Aim a: Return every line in the rows below that contains the word "Indicate".

Source text:
Origin and history of the idea

The thought experiment first appeared in a letter Maxwell wrote to Peter Guthrie Tait on 11 December 1867. It appeared again in a letter to John William Strutt in 1870, before it was presented to the public in Maxwell's 1871 book on thermodynamics titled Theory of Heat.[2]

In his letters and book, Maxwell described the agent opening the door between the chambers as a "finite being". William Thomson (Lord Kelvin) was the first to use the word "demon" for Maxwell's concept, in the journal Nature in 1874, and implied that he intended the mediating, rather than malevolent, connotation of the word.[3][4][5]
Original thought experiment

The second law of thermodynamics ensures (through statistical probability) that two bodies of different temperature, when brought into contact with each other and isolated from the rest of the Universe, will evolve to a thermodynamic equilibrium in which both bodies have approximately the same temperature. The second law is also expressed as the assertion that in an isolated system, entropy never decreases.

Maxwell conceived a thought experiment as a way of furthering the understanding of the second law. His description of the experiment is as follows:[6]

... if we conceive of a being whose faculties are so sharpened that he can follow every molecule in its course, such a being, whose attributes are as essentially finite as our own, would be able to do what is impossible to us. For we have seen that molecules in a vessel full of air at uniform temperature are moving with velocities by no means uniform, though the mean velocity of any great number of them, arbitrarily selected, is almost exactly uniform. Now let us suppose that such a vessel is divided into two portions, A and B, by a division in which there is a small hole, and that a being, who can see the individual molecules, opens and closes this hole, so as to allow only the swifter molecules to pass from A to B, and only the slower molecules to pass from B to A. He will thus, without expenditure of work, raise the temperature of B and lower that of A, in contradiction to the second law of thermodynamics....

Given entries:
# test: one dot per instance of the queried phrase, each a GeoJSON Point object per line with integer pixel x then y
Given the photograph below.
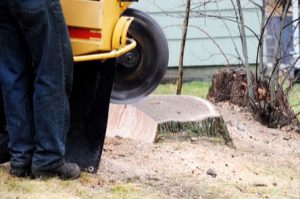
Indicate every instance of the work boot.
{"type": "Point", "coordinates": [66, 171]}
{"type": "Point", "coordinates": [20, 171]}
{"type": "Point", "coordinates": [4, 154]}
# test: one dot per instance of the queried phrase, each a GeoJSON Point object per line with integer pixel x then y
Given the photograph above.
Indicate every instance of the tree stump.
{"type": "Point", "coordinates": [164, 117]}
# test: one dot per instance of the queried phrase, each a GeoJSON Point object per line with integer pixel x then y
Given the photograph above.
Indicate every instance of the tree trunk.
{"type": "Point", "coordinates": [245, 53]}
{"type": "Point", "coordinates": [185, 29]}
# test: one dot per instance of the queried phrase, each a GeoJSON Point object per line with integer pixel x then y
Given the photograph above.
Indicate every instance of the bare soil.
{"type": "Point", "coordinates": [264, 162]}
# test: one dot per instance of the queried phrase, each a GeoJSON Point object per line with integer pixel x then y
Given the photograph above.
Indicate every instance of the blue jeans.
{"type": "Point", "coordinates": [36, 68]}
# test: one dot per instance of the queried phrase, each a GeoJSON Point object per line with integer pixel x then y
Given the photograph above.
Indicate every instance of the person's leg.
{"type": "Point", "coordinates": [46, 33]}
{"type": "Point", "coordinates": [15, 74]}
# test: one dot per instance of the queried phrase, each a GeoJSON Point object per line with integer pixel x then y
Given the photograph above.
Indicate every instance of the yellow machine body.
{"type": "Point", "coordinates": [97, 29]}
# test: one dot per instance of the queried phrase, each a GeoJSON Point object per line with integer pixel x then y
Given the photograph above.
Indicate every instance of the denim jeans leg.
{"type": "Point", "coordinates": [15, 75]}
{"type": "Point", "coordinates": [44, 28]}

Aim b: Copy the passage on Maxwell's thought experiment above word for word, in full.

Solution a:
Indicate every instance of the work boot.
Indicate every instance of the tree stump.
Indicate every instance of the tree trunk.
Indicate every instance of the bare soil.
Indicate every instance of the blue jeans.
Indicate every instance of the person's leg.
Indicate every instance of the yellow machine body.
Indicate every instance of the denim jeans leg.

Solution b:
Origin and history of the idea

The thought experiment first appeared in a letter Maxwell wrote to Peter Guthrie Tait on 11 December 1867. It appeared again in a letter to John William Strutt in 1870, before it was presented to the public in Maxwell's 1871 book on thermodynamics titled Theory of Heat.[2]

In his letters and book, Maxwell described the agent opening the door between the chambers as a "finite being". William Thomson (Lord Kelvin) was the first to use the word "demon" for Maxwell's concept, in the journal Nature in 1874, and implied that he intended the mediating, rather than malevolent, connotation of the word.[3][4][5]
Original thought experiment

The second law of thermodynamics ensures (through statistical probability) that two bodies of different temperature, when brought into contact with each other and isolated from the rest of the Universe, will evolve to a thermodynamic equilibrium in which both bodies have approximately the same temperature. The second law is also expressed as the assertion that in an isolated system, entropy never decreases.

Maxwell conceived a thought experiment as a way of furthering the understanding of the second law. His description of the experiment is as follows:[6]

... if we conceive of a being whose faculties are so sharpened that he can follow every molecule in its course, such a being, whose attributes are as essentially finite as our own, would be able to do what is impossible to us. For we have seen that molecules in a vessel full of air at uniform temperature are moving with velocities by no means uniform, though the mean velocity of any great number of them, arbitrarily selected, is almost exactly uniform. Now let us suppose that such a vessel is divided into two portions, A and B, by a division in which there is a small hole, and that a being, who can see the individual molecules, opens and closes this hole, so as to allow only the swifter molecules to pass from A to B, and only the slower molecules to pass from B to A. He will thus, without expenditure of work, raise the temperature of B and lower that of A, in contradiction to the second law of thermodynamics....